===== Records supplied

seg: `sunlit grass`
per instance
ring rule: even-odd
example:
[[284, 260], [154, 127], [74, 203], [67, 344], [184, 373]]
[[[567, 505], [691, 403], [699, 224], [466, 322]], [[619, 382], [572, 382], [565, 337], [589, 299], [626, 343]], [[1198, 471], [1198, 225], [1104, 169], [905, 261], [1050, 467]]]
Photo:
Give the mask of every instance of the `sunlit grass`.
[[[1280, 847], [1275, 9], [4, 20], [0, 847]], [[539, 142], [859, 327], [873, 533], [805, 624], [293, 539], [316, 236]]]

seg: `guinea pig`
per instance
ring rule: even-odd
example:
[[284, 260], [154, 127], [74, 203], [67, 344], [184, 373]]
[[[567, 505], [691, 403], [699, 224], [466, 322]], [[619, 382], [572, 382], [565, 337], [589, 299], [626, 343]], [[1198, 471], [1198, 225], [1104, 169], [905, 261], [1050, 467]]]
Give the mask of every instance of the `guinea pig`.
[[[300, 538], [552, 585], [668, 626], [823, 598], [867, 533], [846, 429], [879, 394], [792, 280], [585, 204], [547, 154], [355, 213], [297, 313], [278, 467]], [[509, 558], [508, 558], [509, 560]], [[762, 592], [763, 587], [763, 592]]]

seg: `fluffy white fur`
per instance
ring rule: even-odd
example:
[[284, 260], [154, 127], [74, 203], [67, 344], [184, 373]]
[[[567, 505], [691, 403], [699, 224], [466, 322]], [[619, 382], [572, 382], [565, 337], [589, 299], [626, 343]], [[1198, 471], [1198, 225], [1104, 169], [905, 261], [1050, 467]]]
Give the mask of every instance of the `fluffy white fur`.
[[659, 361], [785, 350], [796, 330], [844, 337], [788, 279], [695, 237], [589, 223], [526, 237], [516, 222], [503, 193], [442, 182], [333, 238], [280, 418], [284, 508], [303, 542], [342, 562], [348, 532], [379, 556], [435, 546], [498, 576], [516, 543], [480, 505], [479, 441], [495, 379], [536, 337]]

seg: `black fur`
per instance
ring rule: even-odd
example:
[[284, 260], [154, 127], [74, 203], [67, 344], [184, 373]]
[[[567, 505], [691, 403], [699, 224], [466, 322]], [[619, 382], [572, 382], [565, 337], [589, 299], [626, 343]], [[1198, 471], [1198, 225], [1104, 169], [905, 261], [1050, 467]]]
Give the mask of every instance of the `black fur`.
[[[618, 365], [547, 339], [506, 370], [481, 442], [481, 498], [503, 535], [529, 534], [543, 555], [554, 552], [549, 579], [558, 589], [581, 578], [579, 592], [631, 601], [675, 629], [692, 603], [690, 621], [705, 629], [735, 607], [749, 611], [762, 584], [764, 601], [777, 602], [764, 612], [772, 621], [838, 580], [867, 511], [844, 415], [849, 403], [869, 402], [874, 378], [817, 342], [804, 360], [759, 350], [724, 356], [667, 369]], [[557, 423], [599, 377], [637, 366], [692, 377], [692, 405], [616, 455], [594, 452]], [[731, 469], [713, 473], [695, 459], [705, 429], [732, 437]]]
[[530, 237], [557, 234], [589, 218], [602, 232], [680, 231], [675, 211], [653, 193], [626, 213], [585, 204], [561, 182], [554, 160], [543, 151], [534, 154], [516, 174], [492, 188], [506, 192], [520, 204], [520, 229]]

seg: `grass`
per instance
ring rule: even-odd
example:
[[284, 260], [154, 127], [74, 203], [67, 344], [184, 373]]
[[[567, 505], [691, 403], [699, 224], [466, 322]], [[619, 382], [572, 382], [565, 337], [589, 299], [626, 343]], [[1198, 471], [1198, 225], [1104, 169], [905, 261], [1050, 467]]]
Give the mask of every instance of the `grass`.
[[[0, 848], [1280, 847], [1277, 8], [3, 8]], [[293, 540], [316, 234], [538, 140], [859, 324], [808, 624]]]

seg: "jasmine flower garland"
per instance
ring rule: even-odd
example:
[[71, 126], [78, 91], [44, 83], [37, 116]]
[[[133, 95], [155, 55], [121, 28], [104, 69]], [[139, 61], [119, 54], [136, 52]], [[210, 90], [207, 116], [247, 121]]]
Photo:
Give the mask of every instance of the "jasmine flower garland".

==========

Copy out each line of the items above that contains the word "jasmine". Count only matches with the same capitalization.

Response —
seg: "jasmine flower garland"
Give the mask of every instance of the "jasmine flower garland".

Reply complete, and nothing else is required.